- [Your instructions]: Retype the records verbatim from the line containing "soil is in this frame." through the line containing "0,84,354,465", both included. Leave the picture out of your copy.

- [Supplied information]:
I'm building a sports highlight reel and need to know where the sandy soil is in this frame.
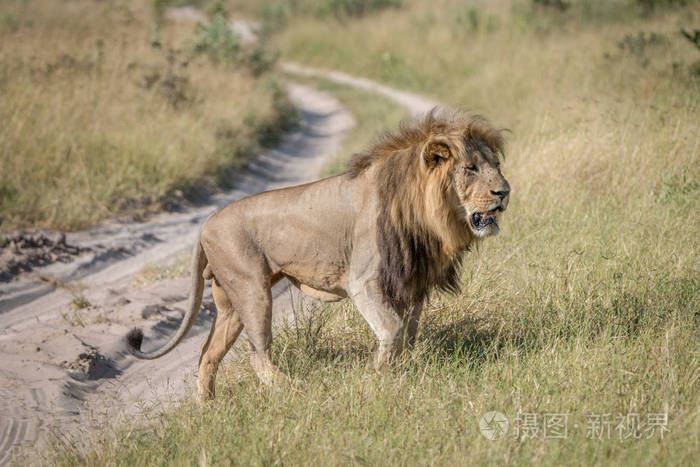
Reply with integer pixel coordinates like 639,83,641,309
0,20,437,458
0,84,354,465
* * *
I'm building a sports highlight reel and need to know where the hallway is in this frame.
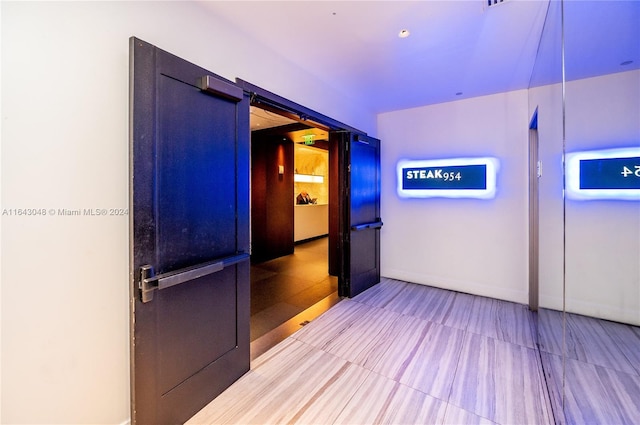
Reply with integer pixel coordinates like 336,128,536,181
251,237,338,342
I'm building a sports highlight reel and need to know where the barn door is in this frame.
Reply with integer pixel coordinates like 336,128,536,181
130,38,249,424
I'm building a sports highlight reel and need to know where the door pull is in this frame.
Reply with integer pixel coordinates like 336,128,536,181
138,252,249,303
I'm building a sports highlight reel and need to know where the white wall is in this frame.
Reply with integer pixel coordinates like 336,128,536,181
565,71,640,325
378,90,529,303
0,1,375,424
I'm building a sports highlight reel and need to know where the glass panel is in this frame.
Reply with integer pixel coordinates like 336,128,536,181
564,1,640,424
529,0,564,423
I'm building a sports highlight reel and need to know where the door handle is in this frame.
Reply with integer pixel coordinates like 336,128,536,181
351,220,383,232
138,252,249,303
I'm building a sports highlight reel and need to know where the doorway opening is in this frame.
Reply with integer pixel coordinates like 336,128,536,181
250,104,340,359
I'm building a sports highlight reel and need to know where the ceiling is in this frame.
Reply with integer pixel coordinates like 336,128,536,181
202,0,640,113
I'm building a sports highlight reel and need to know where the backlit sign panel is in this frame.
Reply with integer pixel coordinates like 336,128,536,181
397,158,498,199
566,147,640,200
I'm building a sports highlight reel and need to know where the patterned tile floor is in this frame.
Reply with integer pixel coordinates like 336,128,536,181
* * *
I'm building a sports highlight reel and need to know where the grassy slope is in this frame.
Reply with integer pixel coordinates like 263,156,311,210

- [Task output]:
I'm building a sports highlight reel and need to know where the sandy soil is in this frame.
Reply with integer pixel coordinates like 639,83,641,309
0,20,437,458
0,84,354,465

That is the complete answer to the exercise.